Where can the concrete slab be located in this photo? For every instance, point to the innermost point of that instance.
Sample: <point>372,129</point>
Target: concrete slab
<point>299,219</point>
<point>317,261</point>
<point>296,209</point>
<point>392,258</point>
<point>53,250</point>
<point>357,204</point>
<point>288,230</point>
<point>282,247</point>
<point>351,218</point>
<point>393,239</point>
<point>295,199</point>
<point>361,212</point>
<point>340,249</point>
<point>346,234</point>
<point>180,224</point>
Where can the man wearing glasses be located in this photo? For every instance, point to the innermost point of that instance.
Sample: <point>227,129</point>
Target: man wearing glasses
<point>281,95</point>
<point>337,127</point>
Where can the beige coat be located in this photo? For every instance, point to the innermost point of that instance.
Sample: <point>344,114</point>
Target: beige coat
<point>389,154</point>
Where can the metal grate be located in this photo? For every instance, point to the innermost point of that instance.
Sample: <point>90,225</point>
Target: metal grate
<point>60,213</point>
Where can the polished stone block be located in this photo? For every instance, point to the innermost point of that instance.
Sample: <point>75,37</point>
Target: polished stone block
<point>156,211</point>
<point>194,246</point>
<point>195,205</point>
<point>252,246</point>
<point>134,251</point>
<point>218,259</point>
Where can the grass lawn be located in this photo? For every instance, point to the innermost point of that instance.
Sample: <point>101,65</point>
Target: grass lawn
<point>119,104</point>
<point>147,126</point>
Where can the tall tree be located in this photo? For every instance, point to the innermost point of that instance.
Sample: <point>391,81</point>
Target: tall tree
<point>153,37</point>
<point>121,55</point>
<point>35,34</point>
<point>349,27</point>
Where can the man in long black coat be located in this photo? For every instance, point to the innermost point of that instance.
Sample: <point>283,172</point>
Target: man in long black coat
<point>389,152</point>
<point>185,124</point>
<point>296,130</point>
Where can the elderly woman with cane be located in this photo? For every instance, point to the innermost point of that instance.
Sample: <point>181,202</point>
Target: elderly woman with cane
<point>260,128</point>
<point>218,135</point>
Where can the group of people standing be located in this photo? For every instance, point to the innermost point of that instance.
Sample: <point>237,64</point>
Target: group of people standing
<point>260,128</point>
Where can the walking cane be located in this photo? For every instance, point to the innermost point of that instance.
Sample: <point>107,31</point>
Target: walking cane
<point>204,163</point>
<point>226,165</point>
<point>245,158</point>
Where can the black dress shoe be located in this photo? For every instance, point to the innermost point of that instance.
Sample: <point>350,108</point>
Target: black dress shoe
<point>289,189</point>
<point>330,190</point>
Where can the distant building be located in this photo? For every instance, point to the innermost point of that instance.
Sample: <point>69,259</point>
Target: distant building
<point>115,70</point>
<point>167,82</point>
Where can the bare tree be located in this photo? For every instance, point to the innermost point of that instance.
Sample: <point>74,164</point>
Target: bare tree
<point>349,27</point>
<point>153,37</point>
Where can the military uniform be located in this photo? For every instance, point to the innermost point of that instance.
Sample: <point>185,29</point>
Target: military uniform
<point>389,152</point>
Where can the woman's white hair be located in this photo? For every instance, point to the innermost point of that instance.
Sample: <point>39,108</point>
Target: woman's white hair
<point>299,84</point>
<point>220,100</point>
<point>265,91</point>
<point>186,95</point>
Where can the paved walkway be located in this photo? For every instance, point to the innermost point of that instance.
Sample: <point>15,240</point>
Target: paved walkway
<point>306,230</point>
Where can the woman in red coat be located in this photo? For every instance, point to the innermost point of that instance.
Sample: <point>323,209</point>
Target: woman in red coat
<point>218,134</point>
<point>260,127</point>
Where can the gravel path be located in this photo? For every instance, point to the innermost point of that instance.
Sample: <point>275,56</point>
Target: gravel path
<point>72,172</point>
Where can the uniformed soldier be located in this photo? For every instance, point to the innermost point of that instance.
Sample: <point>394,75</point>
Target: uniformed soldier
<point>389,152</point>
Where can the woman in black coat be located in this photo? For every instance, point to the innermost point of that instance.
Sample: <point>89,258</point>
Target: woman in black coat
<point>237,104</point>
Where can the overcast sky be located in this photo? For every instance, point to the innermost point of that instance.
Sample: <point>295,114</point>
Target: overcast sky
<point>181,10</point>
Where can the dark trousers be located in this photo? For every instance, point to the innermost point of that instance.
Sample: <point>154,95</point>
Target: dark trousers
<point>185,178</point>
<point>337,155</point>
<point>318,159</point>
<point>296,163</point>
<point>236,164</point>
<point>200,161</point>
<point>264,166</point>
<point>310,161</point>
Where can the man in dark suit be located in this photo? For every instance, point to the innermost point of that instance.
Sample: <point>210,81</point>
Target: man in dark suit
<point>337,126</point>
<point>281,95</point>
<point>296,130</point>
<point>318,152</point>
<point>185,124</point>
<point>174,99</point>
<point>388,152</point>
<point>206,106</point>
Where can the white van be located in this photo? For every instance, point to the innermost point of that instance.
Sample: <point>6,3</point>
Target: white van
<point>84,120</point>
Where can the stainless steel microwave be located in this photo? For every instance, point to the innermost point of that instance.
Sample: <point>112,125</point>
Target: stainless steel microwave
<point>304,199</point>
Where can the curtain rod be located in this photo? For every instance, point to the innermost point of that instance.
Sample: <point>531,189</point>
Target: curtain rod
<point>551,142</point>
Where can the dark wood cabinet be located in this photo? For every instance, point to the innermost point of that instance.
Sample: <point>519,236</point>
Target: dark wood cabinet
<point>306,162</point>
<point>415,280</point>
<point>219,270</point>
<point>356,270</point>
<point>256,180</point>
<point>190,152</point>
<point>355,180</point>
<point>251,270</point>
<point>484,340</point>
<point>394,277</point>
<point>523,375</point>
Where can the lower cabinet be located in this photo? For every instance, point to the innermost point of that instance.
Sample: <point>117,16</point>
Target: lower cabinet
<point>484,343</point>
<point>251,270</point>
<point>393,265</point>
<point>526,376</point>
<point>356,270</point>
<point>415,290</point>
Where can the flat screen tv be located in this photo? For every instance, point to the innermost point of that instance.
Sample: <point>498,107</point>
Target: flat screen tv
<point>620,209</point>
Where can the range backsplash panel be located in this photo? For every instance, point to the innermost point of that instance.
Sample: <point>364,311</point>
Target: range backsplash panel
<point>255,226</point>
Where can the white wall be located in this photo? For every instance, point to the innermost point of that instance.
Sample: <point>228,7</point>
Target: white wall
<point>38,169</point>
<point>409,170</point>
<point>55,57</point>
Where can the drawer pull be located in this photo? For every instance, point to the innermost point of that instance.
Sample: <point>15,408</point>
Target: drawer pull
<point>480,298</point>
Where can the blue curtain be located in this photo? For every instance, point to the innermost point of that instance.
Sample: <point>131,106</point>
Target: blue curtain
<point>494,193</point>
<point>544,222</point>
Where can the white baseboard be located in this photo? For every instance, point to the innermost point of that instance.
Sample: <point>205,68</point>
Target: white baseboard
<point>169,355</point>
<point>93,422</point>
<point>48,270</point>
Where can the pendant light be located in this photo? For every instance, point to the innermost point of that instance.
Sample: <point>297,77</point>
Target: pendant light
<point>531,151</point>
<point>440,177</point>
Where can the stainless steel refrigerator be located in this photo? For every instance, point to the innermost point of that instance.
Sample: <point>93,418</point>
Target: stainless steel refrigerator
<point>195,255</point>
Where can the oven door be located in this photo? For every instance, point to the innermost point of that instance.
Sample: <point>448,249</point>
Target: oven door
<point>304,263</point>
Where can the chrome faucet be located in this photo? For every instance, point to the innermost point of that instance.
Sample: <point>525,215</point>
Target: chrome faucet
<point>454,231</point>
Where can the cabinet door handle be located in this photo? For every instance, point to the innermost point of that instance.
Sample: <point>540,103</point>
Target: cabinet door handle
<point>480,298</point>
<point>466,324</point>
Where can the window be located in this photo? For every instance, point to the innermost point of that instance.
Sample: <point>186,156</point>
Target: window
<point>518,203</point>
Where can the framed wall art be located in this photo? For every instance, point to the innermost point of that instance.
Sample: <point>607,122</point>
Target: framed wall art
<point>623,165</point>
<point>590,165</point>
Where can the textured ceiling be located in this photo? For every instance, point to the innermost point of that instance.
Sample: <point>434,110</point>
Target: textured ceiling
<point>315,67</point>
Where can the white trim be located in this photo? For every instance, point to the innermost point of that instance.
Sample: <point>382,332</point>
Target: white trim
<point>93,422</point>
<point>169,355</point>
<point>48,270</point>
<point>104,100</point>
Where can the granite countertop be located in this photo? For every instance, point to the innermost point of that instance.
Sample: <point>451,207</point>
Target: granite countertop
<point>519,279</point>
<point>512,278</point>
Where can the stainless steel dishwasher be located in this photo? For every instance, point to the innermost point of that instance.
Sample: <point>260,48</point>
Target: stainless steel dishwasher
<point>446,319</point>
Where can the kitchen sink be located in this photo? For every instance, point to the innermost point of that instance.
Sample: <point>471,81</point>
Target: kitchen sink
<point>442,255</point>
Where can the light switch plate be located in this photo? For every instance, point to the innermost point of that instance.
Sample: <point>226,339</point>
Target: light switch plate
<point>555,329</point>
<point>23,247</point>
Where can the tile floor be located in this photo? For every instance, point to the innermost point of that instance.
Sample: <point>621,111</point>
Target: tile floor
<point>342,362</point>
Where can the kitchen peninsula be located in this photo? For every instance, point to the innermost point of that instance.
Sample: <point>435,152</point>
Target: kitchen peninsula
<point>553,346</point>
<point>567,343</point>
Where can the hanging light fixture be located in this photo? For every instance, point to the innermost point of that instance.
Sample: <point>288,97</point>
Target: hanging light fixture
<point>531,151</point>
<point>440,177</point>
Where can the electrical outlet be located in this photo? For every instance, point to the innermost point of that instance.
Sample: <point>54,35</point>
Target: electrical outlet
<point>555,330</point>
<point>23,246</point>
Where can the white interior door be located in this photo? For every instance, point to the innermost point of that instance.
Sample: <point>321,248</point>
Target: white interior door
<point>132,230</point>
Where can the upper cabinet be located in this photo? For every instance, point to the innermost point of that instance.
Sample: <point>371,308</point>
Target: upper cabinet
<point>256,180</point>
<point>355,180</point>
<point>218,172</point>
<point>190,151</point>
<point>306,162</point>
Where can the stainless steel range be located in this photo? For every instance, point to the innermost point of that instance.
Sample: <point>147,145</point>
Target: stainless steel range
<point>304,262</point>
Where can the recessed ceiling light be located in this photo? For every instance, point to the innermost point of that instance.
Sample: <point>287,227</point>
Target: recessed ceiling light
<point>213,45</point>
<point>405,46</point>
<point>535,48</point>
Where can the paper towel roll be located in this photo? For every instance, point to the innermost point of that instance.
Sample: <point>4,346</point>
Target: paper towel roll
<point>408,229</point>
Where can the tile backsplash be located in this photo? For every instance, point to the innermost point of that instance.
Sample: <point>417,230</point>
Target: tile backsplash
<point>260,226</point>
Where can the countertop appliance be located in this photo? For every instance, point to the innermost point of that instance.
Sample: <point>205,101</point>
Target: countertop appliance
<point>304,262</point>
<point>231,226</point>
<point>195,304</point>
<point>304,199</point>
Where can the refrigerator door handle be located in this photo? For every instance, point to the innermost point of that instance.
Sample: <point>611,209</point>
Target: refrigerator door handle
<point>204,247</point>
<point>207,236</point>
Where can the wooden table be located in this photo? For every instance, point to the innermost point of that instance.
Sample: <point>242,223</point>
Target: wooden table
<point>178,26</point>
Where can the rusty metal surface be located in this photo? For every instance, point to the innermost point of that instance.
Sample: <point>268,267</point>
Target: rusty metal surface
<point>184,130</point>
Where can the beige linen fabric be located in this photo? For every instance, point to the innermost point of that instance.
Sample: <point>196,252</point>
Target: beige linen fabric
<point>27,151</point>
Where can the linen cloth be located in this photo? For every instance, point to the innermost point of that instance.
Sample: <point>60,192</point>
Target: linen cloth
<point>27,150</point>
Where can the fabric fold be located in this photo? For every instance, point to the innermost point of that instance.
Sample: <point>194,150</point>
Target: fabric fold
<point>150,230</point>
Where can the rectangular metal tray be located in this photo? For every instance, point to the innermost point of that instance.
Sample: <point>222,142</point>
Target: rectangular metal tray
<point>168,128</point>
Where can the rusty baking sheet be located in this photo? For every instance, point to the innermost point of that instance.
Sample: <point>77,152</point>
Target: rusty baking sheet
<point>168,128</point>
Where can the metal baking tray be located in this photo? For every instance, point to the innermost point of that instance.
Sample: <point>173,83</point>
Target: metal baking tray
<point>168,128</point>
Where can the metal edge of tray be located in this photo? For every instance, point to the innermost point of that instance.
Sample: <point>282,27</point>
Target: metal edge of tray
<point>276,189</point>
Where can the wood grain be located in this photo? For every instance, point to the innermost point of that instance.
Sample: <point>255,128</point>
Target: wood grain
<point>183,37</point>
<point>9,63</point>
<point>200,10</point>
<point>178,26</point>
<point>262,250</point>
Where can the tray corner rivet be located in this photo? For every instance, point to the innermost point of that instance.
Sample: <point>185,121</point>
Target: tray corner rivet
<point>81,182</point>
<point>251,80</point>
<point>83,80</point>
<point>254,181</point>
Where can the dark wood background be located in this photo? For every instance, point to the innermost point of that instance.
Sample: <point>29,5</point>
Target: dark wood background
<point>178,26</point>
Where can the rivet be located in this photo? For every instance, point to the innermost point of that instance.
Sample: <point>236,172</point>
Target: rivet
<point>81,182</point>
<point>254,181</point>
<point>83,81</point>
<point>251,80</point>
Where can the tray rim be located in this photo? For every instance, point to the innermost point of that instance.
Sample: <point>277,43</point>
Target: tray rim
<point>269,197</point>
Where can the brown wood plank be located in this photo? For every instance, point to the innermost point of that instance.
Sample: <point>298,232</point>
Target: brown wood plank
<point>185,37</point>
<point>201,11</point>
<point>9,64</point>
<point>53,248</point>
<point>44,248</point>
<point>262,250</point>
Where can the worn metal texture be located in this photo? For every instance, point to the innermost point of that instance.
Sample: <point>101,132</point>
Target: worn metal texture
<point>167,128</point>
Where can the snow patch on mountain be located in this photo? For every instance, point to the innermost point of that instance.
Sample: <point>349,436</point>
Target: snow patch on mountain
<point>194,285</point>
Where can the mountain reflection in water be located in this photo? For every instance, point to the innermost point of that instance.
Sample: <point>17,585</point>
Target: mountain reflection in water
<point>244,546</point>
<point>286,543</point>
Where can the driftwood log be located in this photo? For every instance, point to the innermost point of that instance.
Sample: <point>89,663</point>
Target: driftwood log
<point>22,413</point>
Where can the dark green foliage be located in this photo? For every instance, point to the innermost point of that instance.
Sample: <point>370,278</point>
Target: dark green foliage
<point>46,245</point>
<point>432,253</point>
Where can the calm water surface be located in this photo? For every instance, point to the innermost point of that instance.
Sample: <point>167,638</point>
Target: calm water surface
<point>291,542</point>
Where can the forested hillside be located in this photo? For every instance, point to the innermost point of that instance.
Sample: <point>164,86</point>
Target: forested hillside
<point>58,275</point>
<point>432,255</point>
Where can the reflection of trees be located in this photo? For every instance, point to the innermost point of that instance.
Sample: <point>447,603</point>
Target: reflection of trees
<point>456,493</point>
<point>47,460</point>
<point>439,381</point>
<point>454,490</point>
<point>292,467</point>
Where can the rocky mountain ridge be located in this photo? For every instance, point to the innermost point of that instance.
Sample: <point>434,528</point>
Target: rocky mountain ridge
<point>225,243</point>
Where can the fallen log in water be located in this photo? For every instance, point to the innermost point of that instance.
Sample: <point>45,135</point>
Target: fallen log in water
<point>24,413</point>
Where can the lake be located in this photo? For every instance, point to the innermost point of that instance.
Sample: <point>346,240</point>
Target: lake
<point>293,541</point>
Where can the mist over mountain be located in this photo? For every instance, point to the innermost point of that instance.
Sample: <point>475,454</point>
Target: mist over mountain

* Given request
Could you pull out the material's lines verbatim, beginning with the line that contains "Where can the beige coat" and running through the line that contains "<point>245,158</point>", with both of those lines included?

* Solution
Where can the beige coat be located in this photo? For every instance, point to the innermost point of that instance.
Sample: <point>344,114</point>
Target: beige coat
<point>389,154</point>
Where can the metal grate be located in this photo? For every instance, point to the innermost point of that instance.
Sample: <point>90,225</point>
Target: metal grate
<point>60,213</point>
Where can the polished stone block be located in this photo? For every instance, point to the innermost point of that instance.
Sample: <point>75,37</point>
Target: polished stone block
<point>156,211</point>
<point>194,246</point>
<point>195,205</point>
<point>252,246</point>
<point>134,251</point>
<point>218,259</point>
Where can the grass lawn be located in this photo? For every instance, point to the innermost point of that instance.
Sample: <point>101,65</point>
Target: grass lawn
<point>119,104</point>
<point>147,126</point>
Where can the tall tree be located in this photo? For every instance, point to the innermost point of that instance.
Sample: <point>391,81</point>
Target: tall tree
<point>153,37</point>
<point>121,55</point>
<point>35,34</point>
<point>349,27</point>
Where can the man in long black coat be located in this photo? For every instance, point to the innermost point of that instance.
Sample: <point>283,172</point>
Target: man in long black coat
<point>389,152</point>
<point>185,124</point>
<point>296,130</point>
Where can the elderly woman with cane be located in this photo? For every instance, point to the innermost point of that instance.
Sample: <point>181,202</point>
Target: elderly woman with cane
<point>260,128</point>
<point>218,135</point>
Where can the group of people standing be located in this photo? For every instance, point to the innermost point of that instance.
Sample: <point>237,64</point>
Target: group of people standing
<point>260,128</point>
Where can the walking cane be located in this photo? For every instance, point to the innermost point of that instance.
Sample: <point>107,31</point>
Target: walking cane
<point>204,163</point>
<point>226,165</point>
<point>245,158</point>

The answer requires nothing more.